--- YOUR OBJECTIVE ---
Here are some entries; quote each one exactly.
───── SUPPLIED DATA
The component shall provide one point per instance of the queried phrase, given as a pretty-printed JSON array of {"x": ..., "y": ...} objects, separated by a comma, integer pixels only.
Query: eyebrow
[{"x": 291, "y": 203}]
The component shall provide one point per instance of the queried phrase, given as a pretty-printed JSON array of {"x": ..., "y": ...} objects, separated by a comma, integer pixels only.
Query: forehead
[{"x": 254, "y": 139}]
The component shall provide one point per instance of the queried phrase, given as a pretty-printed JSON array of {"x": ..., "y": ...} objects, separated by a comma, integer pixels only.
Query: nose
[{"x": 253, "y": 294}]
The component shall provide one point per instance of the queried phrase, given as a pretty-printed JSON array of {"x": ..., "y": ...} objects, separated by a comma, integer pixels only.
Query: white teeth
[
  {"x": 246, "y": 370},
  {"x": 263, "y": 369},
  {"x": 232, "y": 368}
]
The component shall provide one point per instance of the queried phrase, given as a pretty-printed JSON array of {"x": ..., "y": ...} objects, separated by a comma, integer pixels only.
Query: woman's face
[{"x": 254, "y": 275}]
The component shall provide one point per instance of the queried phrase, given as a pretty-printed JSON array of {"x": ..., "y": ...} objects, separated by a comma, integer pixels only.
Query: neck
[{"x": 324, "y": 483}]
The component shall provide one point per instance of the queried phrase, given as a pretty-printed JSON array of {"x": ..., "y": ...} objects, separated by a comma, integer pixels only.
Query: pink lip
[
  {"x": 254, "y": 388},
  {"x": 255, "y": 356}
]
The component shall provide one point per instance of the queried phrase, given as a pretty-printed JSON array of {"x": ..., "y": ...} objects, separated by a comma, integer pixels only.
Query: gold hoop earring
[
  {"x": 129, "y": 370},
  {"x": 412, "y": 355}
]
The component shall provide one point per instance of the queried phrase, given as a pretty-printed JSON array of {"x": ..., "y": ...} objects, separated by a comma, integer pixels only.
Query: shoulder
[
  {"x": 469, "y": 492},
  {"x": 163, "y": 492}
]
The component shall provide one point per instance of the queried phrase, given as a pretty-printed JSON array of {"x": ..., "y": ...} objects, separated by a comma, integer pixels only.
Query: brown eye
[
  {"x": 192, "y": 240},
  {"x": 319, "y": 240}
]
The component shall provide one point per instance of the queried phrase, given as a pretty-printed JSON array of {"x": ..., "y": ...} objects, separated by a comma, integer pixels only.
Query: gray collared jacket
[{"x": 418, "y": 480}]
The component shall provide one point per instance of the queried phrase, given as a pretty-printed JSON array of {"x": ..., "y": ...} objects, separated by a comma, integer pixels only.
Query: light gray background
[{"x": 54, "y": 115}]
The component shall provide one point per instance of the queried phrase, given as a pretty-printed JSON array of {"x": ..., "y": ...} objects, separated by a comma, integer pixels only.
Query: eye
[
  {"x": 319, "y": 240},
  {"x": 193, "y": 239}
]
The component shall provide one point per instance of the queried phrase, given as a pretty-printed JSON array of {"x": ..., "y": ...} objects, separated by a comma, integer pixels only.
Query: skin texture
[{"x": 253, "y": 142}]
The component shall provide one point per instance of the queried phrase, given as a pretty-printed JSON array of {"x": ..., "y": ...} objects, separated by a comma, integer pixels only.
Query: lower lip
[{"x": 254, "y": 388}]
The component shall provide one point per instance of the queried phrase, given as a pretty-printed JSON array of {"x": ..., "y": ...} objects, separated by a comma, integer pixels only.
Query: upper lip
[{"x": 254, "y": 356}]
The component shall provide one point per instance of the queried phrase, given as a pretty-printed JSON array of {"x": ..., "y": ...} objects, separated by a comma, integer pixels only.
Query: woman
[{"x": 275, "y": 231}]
──────────
--- OUTPUT BELOW ---
The component shall provide one point per instance of the queried phrase, given as a pretty-printed JSON array of {"x": ..., "y": ...} objects, separated by a comma, integer pixels only.
Query: eyebrow
[{"x": 291, "y": 203}]
The component shall provide one point per instance of the queried phrase, given as a pretty-printed JSON array of {"x": ..., "y": ...} objects, separated by a comma, integer pixels only.
Query: forehead
[{"x": 254, "y": 139}]
The component shall provide one point per instance of the queried phrase, given as a pretty-printed JSON array of {"x": ..., "y": ...} objects, separated by a comma, integer pixels only.
Query: nose
[{"x": 253, "y": 294}]
The component shall provide one point per instance of the queried phrase, given as a pretty-printed JSON array of {"x": ..., "y": ...} objects, separated by a comma, integer pixels only.
Query: white teeth
[
  {"x": 246, "y": 370},
  {"x": 263, "y": 369},
  {"x": 232, "y": 368}
]
The component shall provide one point per instance of the queried phrase, given as a pretty-printed JSON array of {"x": ..., "y": ...} objects, separated by a comma, integer pixels only.
Query: woman's face
[{"x": 254, "y": 275}]
The component shall provide one point per instance of the queried phrase, given as a pretty-printed JSON array of {"x": ..., "y": ...} objects, separated by a comma, integer pixels only.
Query: neck
[{"x": 324, "y": 483}]
The component shall provide one point per instance of the queried phrase, given as a pretty-printed JSON array of {"x": ..., "y": ...} objects, separated by a comma, integer pixels only.
Query: pink lip
[
  {"x": 254, "y": 388},
  {"x": 255, "y": 356}
]
The component shall provide one point per instance of the queried phrase, given as a pretty-printed JSON array of {"x": ..., "y": ...} objects, separated by a comma, integer pixels only.
Query: gold hoop earring
[
  {"x": 129, "y": 370},
  {"x": 412, "y": 355}
]
The component shall provide one point per instance of the queried phrase, given as a pretty-printed JSON array of {"x": ..., "y": ...} objects, separated by a comma, integer pixels only.
Query: shoulder
[
  {"x": 469, "y": 492},
  {"x": 163, "y": 492}
]
The component shall provide one point per instance of the queried phrase, given as a pretty-printed JSON array of {"x": ..., "y": ...} objects, separated by a comma, integer pixels only.
Query: brown eye
[
  {"x": 192, "y": 240},
  {"x": 319, "y": 240}
]
The component shall provide one point per instance of the queried phrase, given as a pretty-printed JSON array of {"x": ..., "y": ...} objects, separated by a comma, integer pixels only.
Query: gray collared jacket
[{"x": 418, "y": 480}]
The component shall provide one point per instance of the queried phrase, given as a pretty-printed JSON array of {"x": ..., "y": ...} objects, separated by a comma, integer pixels only.
Query: light gray background
[{"x": 54, "y": 115}]
The component shall provide one point per instance of the queried phrase, given as a pretty-printed JSON array of {"x": ..., "y": ...} objects, separated by a comma, integer pixels only.
Query: eye
[
  {"x": 319, "y": 240},
  {"x": 193, "y": 239}
]
The component shall provide one point per instance of the queried phrase, given as a pretty-printed JSON array of {"x": ..., "y": ...} objects, separated by a comma, integer pixels only.
Query: skin texture
[{"x": 253, "y": 142}]
The component shall provide one point per instance of the queried phrase, given as a pretty-printed JSON array of {"x": ..., "y": ...} objects, separated by a comma, integer pixels only.
Query: lower lip
[{"x": 254, "y": 388}]
The component shall provide one point per instance of the queried phrase, given as a pretty-printed JSON array of {"x": ..., "y": ...} objects, separated by a comma, integer pixels only.
Query: upper lip
[{"x": 254, "y": 356}]
The component shall provide one point per instance of the queried phrase, given as a pretty-printed JSON array of {"x": ..., "y": ...} objects, separated by a comma, integer pixels only.
Query: woman
[{"x": 275, "y": 231}]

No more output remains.